Task statement
What follows is a set of records; repeat all of them exactly.

• • • • • • •

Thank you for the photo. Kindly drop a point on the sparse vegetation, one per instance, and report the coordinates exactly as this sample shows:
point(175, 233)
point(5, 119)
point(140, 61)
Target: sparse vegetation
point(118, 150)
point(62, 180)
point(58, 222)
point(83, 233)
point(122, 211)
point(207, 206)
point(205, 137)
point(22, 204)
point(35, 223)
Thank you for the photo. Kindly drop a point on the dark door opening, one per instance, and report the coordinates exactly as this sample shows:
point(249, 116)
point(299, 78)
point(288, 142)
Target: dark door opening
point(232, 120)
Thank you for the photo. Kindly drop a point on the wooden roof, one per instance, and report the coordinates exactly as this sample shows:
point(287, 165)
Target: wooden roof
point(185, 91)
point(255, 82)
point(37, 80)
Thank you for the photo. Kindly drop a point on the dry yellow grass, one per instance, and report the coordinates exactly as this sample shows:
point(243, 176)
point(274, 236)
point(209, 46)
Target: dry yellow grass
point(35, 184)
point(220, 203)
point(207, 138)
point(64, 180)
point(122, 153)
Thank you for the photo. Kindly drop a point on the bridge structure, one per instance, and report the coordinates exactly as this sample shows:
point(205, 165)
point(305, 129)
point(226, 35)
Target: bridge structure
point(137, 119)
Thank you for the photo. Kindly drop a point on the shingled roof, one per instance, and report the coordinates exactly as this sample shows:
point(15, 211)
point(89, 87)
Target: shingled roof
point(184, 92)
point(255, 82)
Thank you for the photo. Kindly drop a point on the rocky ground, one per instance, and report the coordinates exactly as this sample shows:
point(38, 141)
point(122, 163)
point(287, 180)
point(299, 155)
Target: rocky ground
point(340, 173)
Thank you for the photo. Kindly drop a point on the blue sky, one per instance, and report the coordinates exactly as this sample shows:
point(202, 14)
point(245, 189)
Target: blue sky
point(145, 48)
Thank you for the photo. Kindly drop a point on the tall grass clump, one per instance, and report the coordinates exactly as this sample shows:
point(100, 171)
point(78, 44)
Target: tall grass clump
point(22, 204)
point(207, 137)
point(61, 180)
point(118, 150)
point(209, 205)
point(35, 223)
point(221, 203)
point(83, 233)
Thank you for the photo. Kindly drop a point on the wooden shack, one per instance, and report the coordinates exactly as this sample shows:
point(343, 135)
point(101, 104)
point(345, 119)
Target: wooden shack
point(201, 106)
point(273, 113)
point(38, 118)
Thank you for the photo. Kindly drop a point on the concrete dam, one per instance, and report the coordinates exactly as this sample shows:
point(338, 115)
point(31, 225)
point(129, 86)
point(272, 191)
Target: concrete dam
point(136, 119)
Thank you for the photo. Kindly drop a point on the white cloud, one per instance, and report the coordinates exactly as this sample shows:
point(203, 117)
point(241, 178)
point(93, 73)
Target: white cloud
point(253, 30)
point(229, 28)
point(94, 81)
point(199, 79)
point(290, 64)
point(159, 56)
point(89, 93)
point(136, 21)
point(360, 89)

• • • • • • •

Finished task
Thank you for the photo. Kindly drop a point on the sparse vegetation, one per instance, and report the coordinates exactly as this sample shows:
point(175, 233)
point(5, 119)
point(140, 61)
Target: sparse vegetation
point(118, 150)
point(62, 180)
point(58, 222)
point(83, 233)
point(122, 211)
point(207, 206)
point(205, 137)
point(22, 204)
point(35, 223)
Thank you for the photo. Kindly drop a point on the dark door opening, one per instance, and report the coordinates exactly as this sample shows:
point(249, 116)
point(299, 78)
point(288, 142)
Target: dark door opening
point(232, 120)
Thank you for the photo. Kindly drop a point on the wooden roof, one per instance, and report the coordinates exactly as this sample shows:
point(287, 165)
Target: wooden roof
point(185, 91)
point(255, 82)
point(37, 80)
Thank you for the photo. Kindly drop a point on the dry yellow grass, one per instance, and report the coordinates exactly as this sample shows:
point(243, 176)
point(274, 236)
point(209, 46)
Target: dry yellow grass
point(35, 184)
point(220, 203)
point(207, 138)
point(64, 180)
point(122, 153)
Thank you for the photo. Kindly drop a point on the bridge structure, one per instance, and report the coordinates exactly as this sample shows:
point(205, 165)
point(305, 129)
point(226, 35)
Target: bridge structure
point(137, 119)
Thank you for the photo. Kindly drop a point on the shingled roof, one per instance, and report the coordinates exactly as this sample shows:
point(15, 211)
point(89, 87)
Target: shingled roof
point(184, 92)
point(255, 82)
Thank you for the photo. Kindly drop a point on the rocky ground, one per instance, and report the coordinates exactly as this sample shows:
point(38, 141)
point(122, 163)
point(287, 180)
point(299, 155)
Target: rocky ground
point(340, 173)
Thank you for the photo. Kindly drop a point on the blue sky, one per instance, and report the coordinates exactly as this sample shows:
point(202, 14)
point(245, 189)
Target: blue sky
point(145, 48)
Thank you for the photo. Kindly drop a point on the tall grass clump, one per instance, and report the coordinates exactly as this sample shows:
point(100, 171)
point(78, 44)
Target: tall grass clump
point(22, 204)
point(207, 137)
point(61, 180)
point(118, 150)
point(209, 205)
point(35, 223)
point(221, 203)
point(83, 233)
Thank you for the photo. Kindly drop a point on the wooden shack, one per instance, and report the coordinates exactly as this sample shows:
point(343, 135)
point(101, 104)
point(345, 119)
Target: wooden shack
point(201, 106)
point(273, 113)
point(38, 118)
Thank you for the photo. Kindly drop a point on the concrete dam, one per instance, and report the coordinates exactly as this sample shows:
point(338, 115)
point(31, 225)
point(129, 86)
point(272, 191)
Target: concrete dam
point(136, 119)
Thank you for the photo. Kindly drop a point on the white cloud, one per instance, and report the coordinates exactly as this sample shows:
point(203, 117)
point(241, 178)
point(93, 73)
Target: white cloud
point(253, 30)
point(229, 28)
point(94, 81)
point(199, 79)
point(290, 64)
point(159, 56)
point(89, 93)
point(136, 21)
point(360, 89)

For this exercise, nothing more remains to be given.